** begin DOCUMENT **

Besides, we're only posing. For now, anyway.

Let me reiterate, Stay Positive.

I've been to hell and back this summer, all while staying wrapped up cozily in the same comforter I spent four years of college in (what? It's a really nice one.)

Lacking a desk, most of my computer usage, and therefore job searching, has taken place in the comforts of my bed. Also lacking any proximity to my friends, most of my socializing has occurred through computer usage. Other than cleaning and the grocery store, I spent the majority of the summer so far hiding from the humid and rainy Florida summer by sleeping.

I've read many a Facebook updates and Tweets (is that the right terminology?) that hit every shade of the spectrum when it comes to the summer after graduation. Summer classes to finish up, getting that last bit of traveling in, "bonfires, beers, and blunts," job searching, job interviewing, job going, job complaining, lack-o-job complaining, internship bitching, internship appreciation, getting married, having babies, and the list goes on. Really, it does.

I am, unfortunately- but for the sake of my friends still searching, admitting to my lack-of-life and bed-induced craziness to let you guys know that you will all find something incredible when it's right.

** end DOCUMENT **
** begin MATERIAL SUPPLIED **

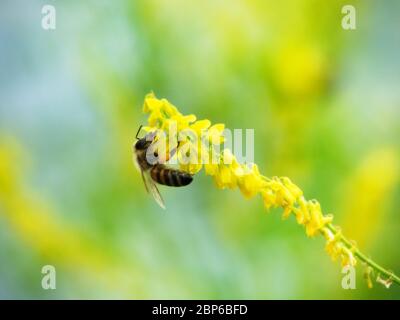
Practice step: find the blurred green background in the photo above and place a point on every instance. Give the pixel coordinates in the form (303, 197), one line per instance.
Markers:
(324, 103)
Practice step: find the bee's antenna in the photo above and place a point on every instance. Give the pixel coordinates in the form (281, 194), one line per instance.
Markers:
(137, 133)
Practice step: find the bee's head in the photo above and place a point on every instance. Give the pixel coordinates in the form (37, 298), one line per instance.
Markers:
(142, 144)
(146, 141)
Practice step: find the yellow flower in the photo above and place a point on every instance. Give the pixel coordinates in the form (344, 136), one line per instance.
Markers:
(199, 144)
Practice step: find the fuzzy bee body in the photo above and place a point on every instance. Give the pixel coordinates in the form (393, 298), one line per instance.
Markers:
(170, 177)
(157, 172)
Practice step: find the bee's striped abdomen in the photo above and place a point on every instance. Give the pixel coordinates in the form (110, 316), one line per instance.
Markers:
(170, 177)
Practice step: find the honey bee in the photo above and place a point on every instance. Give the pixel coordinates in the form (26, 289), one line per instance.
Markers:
(156, 172)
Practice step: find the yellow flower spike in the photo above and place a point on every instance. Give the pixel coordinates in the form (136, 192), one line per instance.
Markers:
(200, 125)
(229, 173)
(250, 183)
(269, 198)
(151, 103)
(215, 133)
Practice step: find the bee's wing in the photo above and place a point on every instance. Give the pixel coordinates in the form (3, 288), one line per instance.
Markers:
(152, 188)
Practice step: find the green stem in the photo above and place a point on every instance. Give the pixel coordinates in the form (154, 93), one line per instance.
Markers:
(390, 275)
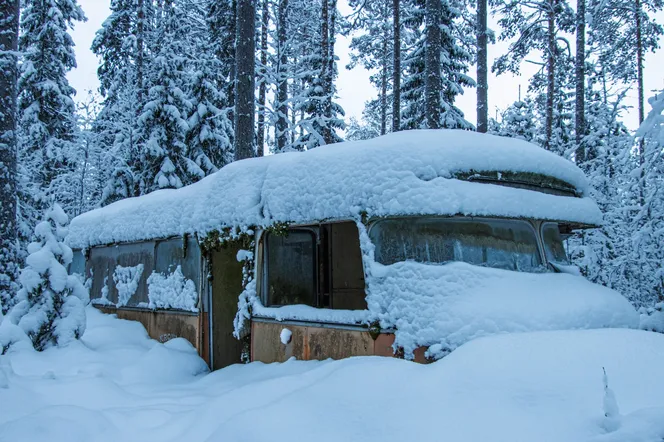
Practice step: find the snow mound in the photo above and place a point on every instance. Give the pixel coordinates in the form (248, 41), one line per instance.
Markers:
(117, 384)
(409, 172)
(444, 306)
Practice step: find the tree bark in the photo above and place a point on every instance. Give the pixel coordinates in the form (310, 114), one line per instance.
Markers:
(551, 71)
(639, 78)
(396, 79)
(9, 19)
(482, 68)
(245, 46)
(580, 117)
(262, 89)
(324, 111)
(140, 56)
(281, 127)
(432, 63)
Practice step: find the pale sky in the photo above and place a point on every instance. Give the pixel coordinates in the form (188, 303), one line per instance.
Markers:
(353, 86)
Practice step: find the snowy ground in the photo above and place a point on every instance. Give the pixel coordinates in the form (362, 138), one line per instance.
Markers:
(116, 384)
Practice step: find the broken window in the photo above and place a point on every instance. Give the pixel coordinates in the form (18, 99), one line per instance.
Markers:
(503, 244)
(553, 244)
(319, 266)
(291, 268)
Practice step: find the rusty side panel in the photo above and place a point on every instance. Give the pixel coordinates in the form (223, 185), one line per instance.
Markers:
(103, 261)
(160, 325)
(318, 343)
(307, 343)
(226, 283)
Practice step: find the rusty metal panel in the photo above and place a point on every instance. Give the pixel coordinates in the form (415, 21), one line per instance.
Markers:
(104, 260)
(226, 283)
(307, 342)
(162, 326)
(171, 253)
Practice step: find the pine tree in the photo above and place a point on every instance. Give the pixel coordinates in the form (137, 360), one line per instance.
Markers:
(9, 25)
(51, 307)
(518, 121)
(47, 110)
(162, 125)
(482, 67)
(454, 60)
(371, 48)
(320, 116)
(536, 26)
(209, 138)
(245, 46)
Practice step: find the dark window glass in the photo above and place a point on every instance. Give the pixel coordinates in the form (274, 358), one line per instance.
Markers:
(553, 244)
(291, 268)
(503, 244)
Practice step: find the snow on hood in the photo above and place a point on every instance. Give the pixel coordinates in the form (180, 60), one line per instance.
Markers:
(409, 172)
(444, 306)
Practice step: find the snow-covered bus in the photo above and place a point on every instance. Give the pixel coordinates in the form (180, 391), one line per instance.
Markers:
(409, 244)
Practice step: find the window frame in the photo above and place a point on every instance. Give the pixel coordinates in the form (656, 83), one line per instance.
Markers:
(264, 253)
(542, 225)
(533, 224)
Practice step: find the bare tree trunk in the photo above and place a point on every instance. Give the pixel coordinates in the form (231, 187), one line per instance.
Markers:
(262, 89)
(551, 77)
(482, 68)
(140, 55)
(383, 90)
(580, 120)
(9, 18)
(396, 80)
(432, 63)
(245, 46)
(639, 79)
(281, 126)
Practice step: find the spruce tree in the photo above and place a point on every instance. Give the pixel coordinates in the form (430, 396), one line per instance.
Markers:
(46, 108)
(9, 25)
(162, 125)
(51, 307)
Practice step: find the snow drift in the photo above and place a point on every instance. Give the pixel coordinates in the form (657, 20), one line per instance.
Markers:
(409, 172)
(116, 384)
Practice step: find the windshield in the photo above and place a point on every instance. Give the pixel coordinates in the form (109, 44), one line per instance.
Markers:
(503, 244)
(553, 244)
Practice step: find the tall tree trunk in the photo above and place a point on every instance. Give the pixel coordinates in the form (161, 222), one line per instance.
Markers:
(639, 78)
(332, 13)
(432, 63)
(281, 127)
(262, 89)
(551, 73)
(245, 46)
(9, 18)
(140, 55)
(482, 68)
(580, 117)
(383, 90)
(324, 75)
(396, 79)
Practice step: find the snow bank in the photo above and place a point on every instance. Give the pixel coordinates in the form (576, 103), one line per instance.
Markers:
(409, 172)
(447, 305)
(544, 387)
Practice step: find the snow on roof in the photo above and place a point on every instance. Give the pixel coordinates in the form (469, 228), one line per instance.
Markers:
(408, 172)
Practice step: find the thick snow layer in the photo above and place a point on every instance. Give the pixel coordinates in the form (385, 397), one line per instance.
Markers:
(116, 384)
(408, 172)
(445, 306)
(126, 281)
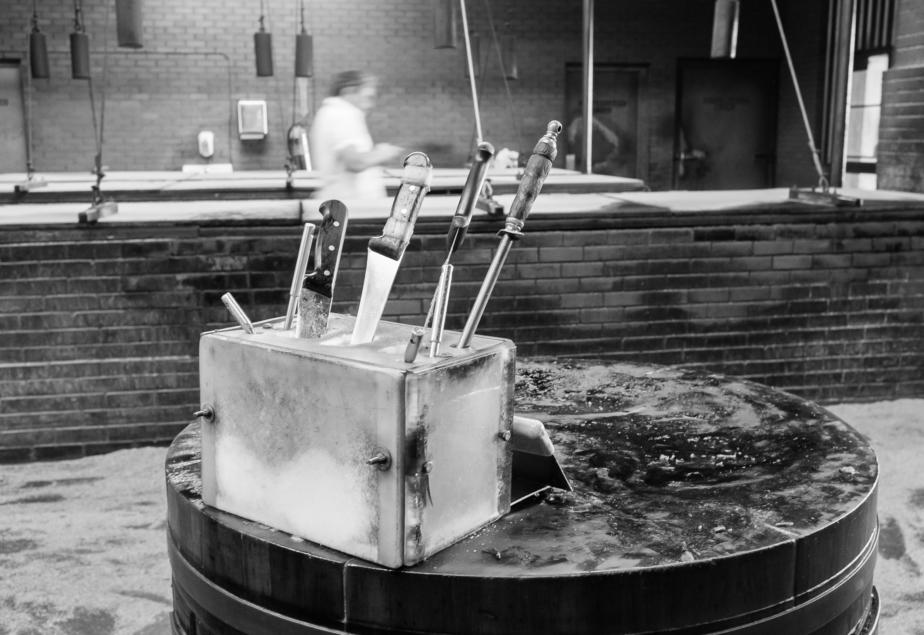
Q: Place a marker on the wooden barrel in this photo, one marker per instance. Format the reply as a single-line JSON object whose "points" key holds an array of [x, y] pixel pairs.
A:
{"points": [[701, 504]]}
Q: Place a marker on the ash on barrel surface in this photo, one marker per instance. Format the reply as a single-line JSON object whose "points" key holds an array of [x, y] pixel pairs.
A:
{"points": [[668, 466], [83, 550]]}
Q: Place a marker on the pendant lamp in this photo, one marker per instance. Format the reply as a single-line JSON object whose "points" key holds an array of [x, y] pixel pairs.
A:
{"points": [[444, 24], [38, 49], [263, 49], [128, 23], [80, 47], [304, 48], [508, 46], [725, 29]]}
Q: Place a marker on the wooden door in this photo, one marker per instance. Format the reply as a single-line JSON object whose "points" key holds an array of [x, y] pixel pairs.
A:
{"points": [[726, 130], [12, 119]]}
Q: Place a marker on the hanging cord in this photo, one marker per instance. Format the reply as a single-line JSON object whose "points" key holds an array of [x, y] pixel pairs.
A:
{"points": [[279, 92], [28, 74], [98, 130], [300, 10], [822, 179], [500, 60], [471, 71]]}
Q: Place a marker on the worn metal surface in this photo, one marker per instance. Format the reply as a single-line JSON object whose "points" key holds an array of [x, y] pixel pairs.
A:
{"points": [[701, 503], [297, 424]]}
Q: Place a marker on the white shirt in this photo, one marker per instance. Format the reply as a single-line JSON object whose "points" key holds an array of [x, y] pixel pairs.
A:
{"points": [[339, 124]]}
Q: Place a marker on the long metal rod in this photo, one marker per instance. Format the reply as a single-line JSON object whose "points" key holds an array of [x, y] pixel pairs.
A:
{"points": [[471, 73], [487, 287], [588, 84], [795, 84]]}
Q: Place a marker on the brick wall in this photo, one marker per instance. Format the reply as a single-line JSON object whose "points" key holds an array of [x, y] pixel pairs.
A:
{"points": [[197, 62], [99, 326], [901, 126]]}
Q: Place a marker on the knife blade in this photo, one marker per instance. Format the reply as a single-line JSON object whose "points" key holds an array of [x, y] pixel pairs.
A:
{"points": [[301, 268], [386, 251], [537, 169], [317, 292]]}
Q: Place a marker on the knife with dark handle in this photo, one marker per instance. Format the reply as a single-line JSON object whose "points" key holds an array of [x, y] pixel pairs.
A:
{"points": [[317, 288], [301, 267], [386, 251], [537, 169]]}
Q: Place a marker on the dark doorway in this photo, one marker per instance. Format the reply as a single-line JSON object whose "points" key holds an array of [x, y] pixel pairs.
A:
{"points": [[726, 128], [618, 145]]}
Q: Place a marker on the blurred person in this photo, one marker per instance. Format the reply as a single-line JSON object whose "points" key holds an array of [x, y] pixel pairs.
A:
{"points": [[341, 146]]}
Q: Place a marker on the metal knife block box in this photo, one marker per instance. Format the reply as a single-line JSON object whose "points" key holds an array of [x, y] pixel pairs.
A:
{"points": [[351, 447]]}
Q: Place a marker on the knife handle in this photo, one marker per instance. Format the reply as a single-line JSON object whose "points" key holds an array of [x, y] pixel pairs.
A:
{"points": [[415, 183], [328, 245], [470, 193], [537, 168]]}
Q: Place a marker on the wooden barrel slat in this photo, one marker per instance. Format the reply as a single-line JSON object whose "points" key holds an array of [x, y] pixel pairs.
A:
{"points": [[702, 503]]}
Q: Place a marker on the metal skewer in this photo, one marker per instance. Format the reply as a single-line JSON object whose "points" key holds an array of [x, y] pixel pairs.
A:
{"points": [[537, 168], [457, 231], [237, 312]]}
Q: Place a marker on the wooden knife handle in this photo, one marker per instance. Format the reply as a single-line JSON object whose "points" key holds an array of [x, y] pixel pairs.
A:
{"points": [[415, 183], [537, 168], [328, 245], [470, 192]]}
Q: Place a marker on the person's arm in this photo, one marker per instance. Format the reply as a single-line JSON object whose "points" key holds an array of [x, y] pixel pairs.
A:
{"points": [[357, 161]]}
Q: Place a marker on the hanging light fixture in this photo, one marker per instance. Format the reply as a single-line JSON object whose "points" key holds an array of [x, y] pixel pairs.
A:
{"points": [[725, 29], [444, 24], [263, 49], [38, 49], [304, 48], [128, 23], [80, 46], [474, 39], [509, 49]]}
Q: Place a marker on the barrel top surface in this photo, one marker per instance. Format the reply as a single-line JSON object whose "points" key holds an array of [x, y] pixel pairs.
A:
{"points": [[668, 467]]}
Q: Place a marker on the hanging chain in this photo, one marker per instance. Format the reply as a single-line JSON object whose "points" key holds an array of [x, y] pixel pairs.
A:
{"points": [[816, 158], [78, 17]]}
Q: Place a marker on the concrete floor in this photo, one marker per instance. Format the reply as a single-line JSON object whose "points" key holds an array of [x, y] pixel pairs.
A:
{"points": [[83, 549]]}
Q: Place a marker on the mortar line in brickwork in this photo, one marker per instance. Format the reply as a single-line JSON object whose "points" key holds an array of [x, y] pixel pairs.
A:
{"points": [[108, 360]]}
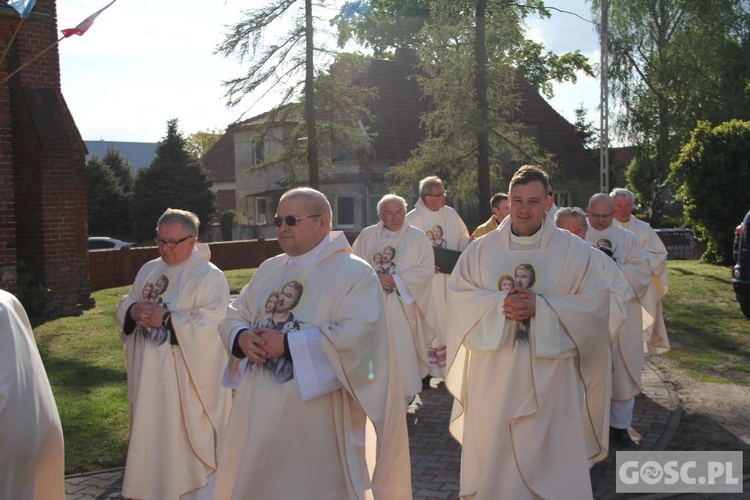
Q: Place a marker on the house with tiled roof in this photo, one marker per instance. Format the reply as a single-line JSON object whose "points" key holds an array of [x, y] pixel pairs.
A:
{"points": [[354, 186], [577, 176]]}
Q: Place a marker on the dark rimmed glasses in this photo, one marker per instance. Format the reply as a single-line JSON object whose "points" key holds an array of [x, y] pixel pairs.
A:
{"points": [[439, 195], [169, 243], [291, 220]]}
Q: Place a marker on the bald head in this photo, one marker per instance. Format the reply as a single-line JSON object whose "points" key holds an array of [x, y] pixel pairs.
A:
{"points": [[313, 200], [573, 219], [600, 211]]}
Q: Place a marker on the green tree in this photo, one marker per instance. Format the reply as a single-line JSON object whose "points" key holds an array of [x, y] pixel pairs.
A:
{"points": [[278, 63], [672, 63], [108, 201], [174, 179], [586, 131], [470, 58], [121, 168], [343, 103], [382, 25], [199, 143], [713, 172]]}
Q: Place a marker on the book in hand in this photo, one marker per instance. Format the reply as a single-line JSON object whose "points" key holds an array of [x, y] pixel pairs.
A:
{"points": [[446, 259]]}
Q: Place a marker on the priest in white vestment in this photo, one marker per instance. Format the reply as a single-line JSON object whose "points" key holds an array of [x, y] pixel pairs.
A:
{"points": [[655, 338], [444, 229], [310, 382], [573, 219], [174, 356], [623, 247], [527, 359], [406, 285], [31, 439]]}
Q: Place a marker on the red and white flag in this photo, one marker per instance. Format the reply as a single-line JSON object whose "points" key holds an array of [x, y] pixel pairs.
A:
{"points": [[84, 25]]}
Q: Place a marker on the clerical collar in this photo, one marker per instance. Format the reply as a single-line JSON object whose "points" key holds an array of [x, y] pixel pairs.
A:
{"points": [[311, 257], [526, 240], [388, 234]]}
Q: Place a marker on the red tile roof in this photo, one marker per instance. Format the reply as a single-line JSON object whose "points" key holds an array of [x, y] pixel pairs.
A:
{"points": [[219, 160]]}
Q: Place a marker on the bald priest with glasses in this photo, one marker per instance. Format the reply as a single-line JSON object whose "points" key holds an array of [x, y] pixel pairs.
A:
{"points": [[168, 324], [312, 362]]}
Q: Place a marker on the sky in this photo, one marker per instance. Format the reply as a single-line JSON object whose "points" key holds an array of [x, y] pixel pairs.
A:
{"points": [[144, 62]]}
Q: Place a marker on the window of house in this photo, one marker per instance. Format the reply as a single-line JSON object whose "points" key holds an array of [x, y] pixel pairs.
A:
{"points": [[260, 212], [345, 212], [258, 152]]}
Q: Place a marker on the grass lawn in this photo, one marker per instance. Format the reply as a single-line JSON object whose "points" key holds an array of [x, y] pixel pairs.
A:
{"points": [[85, 364], [84, 359], [709, 335]]}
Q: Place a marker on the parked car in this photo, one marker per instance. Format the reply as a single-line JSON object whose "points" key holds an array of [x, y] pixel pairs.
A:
{"points": [[107, 243], [741, 271]]}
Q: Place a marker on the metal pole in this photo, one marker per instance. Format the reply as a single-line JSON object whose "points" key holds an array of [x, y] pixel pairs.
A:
{"points": [[603, 104]]}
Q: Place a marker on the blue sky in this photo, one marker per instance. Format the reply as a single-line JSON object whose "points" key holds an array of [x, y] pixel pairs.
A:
{"points": [[144, 62]]}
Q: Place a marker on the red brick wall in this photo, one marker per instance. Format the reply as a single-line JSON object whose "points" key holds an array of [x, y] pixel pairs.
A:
{"points": [[42, 170]]}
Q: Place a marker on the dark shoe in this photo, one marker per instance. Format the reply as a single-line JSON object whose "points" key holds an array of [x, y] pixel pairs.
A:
{"points": [[620, 438]]}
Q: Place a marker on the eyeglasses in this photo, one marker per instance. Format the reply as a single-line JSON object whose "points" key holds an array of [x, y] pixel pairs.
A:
{"points": [[388, 213], [291, 220], [439, 195], [171, 244]]}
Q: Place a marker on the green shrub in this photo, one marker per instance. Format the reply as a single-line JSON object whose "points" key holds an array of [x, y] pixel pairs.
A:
{"points": [[30, 292], [227, 220]]}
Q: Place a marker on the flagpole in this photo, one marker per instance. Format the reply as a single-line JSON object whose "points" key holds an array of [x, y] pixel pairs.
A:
{"points": [[40, 54], [12, 39]]}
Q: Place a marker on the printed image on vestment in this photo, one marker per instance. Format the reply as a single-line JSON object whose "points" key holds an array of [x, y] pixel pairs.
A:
{"points": [[606, 246], [524, 276], [435, 235], [506, 283], [277, 314], [152, 293]]}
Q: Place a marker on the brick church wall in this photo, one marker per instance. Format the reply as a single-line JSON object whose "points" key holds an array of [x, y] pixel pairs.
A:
{"points": [[43, 192]]}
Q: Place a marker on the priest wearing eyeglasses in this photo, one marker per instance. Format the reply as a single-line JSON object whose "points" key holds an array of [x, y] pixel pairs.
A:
{"points": [[174, 355], [302, 431]]}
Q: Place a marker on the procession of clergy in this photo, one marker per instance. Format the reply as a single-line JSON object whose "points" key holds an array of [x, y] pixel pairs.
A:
{"points": [[539, 333]]}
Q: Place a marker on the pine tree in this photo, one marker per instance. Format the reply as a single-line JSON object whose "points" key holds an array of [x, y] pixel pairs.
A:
{"points": [[174, 179]]}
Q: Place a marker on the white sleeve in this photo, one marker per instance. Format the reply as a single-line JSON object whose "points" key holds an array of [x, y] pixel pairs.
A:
{"points": [[402, 290], [313, 373]]}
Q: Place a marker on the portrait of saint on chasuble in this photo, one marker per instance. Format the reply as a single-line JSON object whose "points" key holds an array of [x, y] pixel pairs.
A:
{"points": [[435, 235], [277, 314], [152, 293], [524, 275], [383, 261], [606, 246]]}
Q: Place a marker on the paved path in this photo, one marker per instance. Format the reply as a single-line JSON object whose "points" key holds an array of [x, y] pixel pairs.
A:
{"points": [[436, 456]]}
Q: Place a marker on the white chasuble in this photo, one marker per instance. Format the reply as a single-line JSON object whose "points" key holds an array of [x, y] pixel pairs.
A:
{"points": [[655, 332], [279, 446], [628, 352], [445, 229], [178, 408], [408, 256]]}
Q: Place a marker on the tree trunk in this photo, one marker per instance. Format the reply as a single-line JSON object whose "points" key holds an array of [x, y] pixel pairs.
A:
{"points": [[480, 88]]}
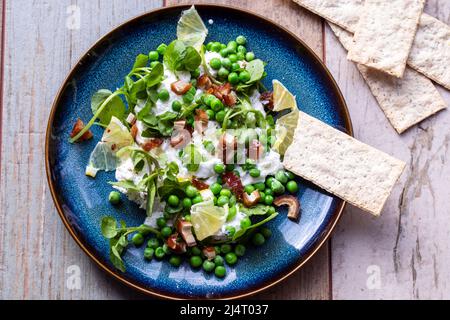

** end MATERIAL SUPPLIED **

▸ **DIRECTIVE 1**:
Translate this sentence from the post about the summer after graduation into Spanish: "Lacking a desk, most of my computer usage, and therefore job searching, has taken place in the comforts of my bed."
▸ **DIRECTIVE 2**:
Echo the post about the summer after graduation from "I've read many" to "when it's right.", keeping every word and mark unchanged.

▸ **FULL OUTPUT 1**:
Al no tener escritorio, la mayor parte de mi uso de la computadora, y por lo tanto de mi búsqueda de empleo, ha tenido lugar en la comodidad de mi cama.

▸ **FULL OUTPUT 2**:
I've read many a Facebook updates and Tweets (is that the right terminology?) that hit every shade of the spectrum when it comes to the summer after graduation. Summer classes to finish up, getting that last bit of traveling in, "bonfires, beers, and blunts," job searching, job interviewing, job going, job complaining, lack-o-job complaining, internship bitching, internship appreciation, getting married, having babies, and the list goes on. Really, it does.

I am, unfortunately- but for the sake of my friends still searching, admitting to my lack-of-life and bed-induced craziness to let you guys know that you will all find something incredible when it's right.